= Extrait du texte =
▶

Fig. 1a. Boletus chippewaensis / Cèpe d’Amérique. ©Renée Lebeuf
Fig. 1b. Boletus chippewaensis / Cèpe d’Amérique. Photo du spécimen étudié

La sporée est brun olive. Les spores observées dans l’ammoniaque apparaissent verdâtres. Elles sont typiquement bolétoïdes, c’est‑à‑dire fusoïdes, avec une légère dépression suprahilaire, lisses (Fig. 2).

  • (11,6) 12,8 – 16,3 (19,6) × (3,9) 4,3 – 5 (5,5) µm
  • Q = (2,6) 2,8 – 3,4 (3,8); N = 38
  • V = (99) 128 – 221 (276) µm3
  • Me = 14,5 × 4,6 µm; Qe = 3,1; Ve = 166 µm3
Fig. 2. Spores de Boletus chippewaensis. Obtenues d’une sporée et observées dans l’ammoniaque 2,5%, fusoïdes, avec légère dépression suprahilaire, lisses

Les basides hyméniales sont clavées, non bouclées à la base (Fig. 3).

Fig. 3. Basides hyméniales. Me = 29,2 × 9,4 µm

La trame tubulaire est typiquement bolétoïde, c’est-à-dire avec un médiostrate formé d’une dense couche d’hyphes non gélatinisées, des strates latérales plus ou moins gélatinisées, nettement divergentes, lâchement arquées et des hyphes qui ne se touchent pas (Fig.4).

◀

= Données fournies =
▶

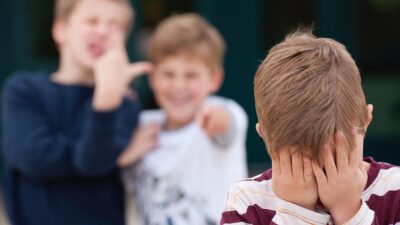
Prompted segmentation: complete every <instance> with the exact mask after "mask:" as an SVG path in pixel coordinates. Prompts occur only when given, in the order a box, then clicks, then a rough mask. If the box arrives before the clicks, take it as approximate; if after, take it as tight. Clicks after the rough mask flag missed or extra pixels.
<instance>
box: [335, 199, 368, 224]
mask: <svg viewBox="0 0 400 225" xmlns="http://www.w3.org/2000/svg"><path fill="white" fill-rule="evenodd" d="M361 205H362V201H361V200H359V201H358V202H357V203H351V202H346V204H345V205H343V206H340V207H339V206H338V207H336V209H332V210H330V213H331V215H332V217H333V219H334V221H335V224H344V223H346V222H347V221H349V220H350V219H351V218H353V217H354V216H355V215H356V214H357V212H358V211H359V210H360V208H361Z"/></svg>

◀

= Exercices =
1: D'après la description microscopique de Boletus chippewaensis, sur quels caractères repose l'emploi du terme « bolétoïde » pour la trame tubulaire ? Répondez en une à trois phrases.
2: Poursuivez la description microscopique de Boletus chippewaensis à partir de sa dernière phrase.

= Vos réponses =
1: La trame tubulaire est dite bolétoïde parce qu'elle présente un médiostrate formé d'une dense couche d'hyphes non gélatinisées et des strates latérales plus ou moins gélatinisées, nettement divergentes et lâchement arquées. Ses hyphes ne se touchent pas.

2:
Fig. 4. Trame tubulaire bolétoïde du Boletus chippewaensis
Fig. 5. Détail de l’hyménium tubulaire du Boletus chippewaensis

Le pileipellis, en ixotrichoderme, est formé d’hyphes légèrement gélatinisées, emmêlées, étroites, non bouclées, septées, pigmentées, étroites (Fig. 6 et 7).

Fig. 6. Pileipellis en ixotrichoderme à faible grossissement, 100x
Fig. 7. Détail du pileipellis en ixotrichoderme

Les réticulations caractéristiques présentes sur le pied du Boletus chippewaensis sont un prolongement sur le stipe de l’hyménium des tubes. Elles sont la manifestation macroscopique d’une structure microscopique appelée caulohyménium. Celui-ci est formé de caulocystides, caulobasidioles, caulobasides fertiles et d’un caulosubhyménium.  Les caulobasides sont en tout point semblables aux basides tubulaires.

Chez Boletus chippewaensis, les strates latérales externes du stipe sont caractéristiques du type Boletus. Elles sont formées de l’intérieur vers l’extérieur de la trame proprement dite du stipe, sur laquelle se trouve une strate formée d’une couche d’hyphes gélatinisées, lâchement distribuées, sur laquelle reposent le caulosubhyménium et le caulohyménium (Fig. 8).

Fig. 8. Couches externes de la surface du stipe caractéristiques du type Boletus

Conclusion

            Boletus chippewaensis, en plus de ses qualités gastronomiques et de ses caractères macroscopiques, possède des structures microscopiques comme les strates latérales du stipe, le pileipellis en ixotrichoderme et la trame tubulaire boletoïde qui en font un représentant typique du genre Boletus.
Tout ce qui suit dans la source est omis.